It’s also the reason ‘crowd-sourced’ points like Cellartracker are cacophonous garbage.

I find that hard to believe. Maybe if you focus on general public regions like Napa, Bordeaux and the Southern Rhone. But wine geeks focus on Anjou, Savoie, Baden, which don’t get much critic attention.

4 Likes

This is probably targeted at more “leisurely wine lovers” than many people here, but here are my 2 cents: the metrics are interesting, but they are irrelevant to me when I want to compare wines or look for new ones. I would rather care about style than popularity, availability, etc…

2 Likes

Thanks for the responses, guys. I think there’s a bit of confusion because I framed my question wrong and wasn’t clear enough about the purpose of quantifying this data into these metrics. It is not about helping people find high prestige wines, “oh this wine is high prestige, I better buy it!,” it’s about building quantified profiles on wines so that comparisons can be made more deeply than any other platform (which can only search by price, style, region, and variety).

With these metrics… plus live pricing and availability… plus written profiles on the wine and producers, you can do things that aren’t possible anywhere else. For example, you can do a natural-language AI search for, “I had an Ardal RDD last night, help me find more wines like this” and while any other platform would just search for Tempranillo around $35 or whatever, having these extra dimensions makes this search much more powerful because it can do vector searches on the “shapes” or profiles of wines in addition to price, style, and variety. It will almost certainly surface things you’ve never heard of and may want to explore further.

The other use case for this data is trends. By calculating this data regularly across tens of thousands of wines and hundreds of thousands of retail offers, it can highlight interesting trends and shifts in the wine market over time that might be of value.

Material:
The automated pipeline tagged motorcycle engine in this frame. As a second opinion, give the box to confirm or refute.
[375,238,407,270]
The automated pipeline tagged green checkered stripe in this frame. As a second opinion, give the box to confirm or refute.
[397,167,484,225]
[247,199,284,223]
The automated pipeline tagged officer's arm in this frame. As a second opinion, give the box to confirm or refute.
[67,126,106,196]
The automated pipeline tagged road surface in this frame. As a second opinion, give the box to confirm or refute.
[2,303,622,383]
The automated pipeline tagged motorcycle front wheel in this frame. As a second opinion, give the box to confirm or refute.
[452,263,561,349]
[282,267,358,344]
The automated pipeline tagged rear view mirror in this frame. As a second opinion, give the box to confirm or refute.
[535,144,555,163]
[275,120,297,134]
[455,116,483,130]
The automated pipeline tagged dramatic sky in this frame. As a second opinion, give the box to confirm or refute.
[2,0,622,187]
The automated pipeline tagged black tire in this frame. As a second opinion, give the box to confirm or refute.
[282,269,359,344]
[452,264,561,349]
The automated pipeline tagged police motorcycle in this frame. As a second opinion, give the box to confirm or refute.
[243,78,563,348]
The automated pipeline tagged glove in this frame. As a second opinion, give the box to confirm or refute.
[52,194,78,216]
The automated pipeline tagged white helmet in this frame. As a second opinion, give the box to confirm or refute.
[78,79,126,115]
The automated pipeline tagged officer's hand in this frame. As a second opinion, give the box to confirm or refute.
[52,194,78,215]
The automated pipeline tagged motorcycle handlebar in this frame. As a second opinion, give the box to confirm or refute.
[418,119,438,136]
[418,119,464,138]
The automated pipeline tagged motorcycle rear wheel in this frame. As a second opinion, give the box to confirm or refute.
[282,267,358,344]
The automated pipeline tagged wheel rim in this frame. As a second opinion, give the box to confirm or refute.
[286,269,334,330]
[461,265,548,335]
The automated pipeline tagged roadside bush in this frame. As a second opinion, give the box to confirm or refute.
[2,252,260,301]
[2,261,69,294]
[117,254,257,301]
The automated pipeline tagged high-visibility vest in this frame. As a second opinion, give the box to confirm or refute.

Written request:
From the wine forum thread, answer:
(a) Which three regions are named as the focus of wine geeks?
(b) What four things can other platforms search by?
(c) What is given as the other use case for the data?

Full solution:
(a) Anjou, Savoie and Baden.
(b) Price, style, region and variety.
(c) Trends: highlighting trends and shifts in the wine market over time.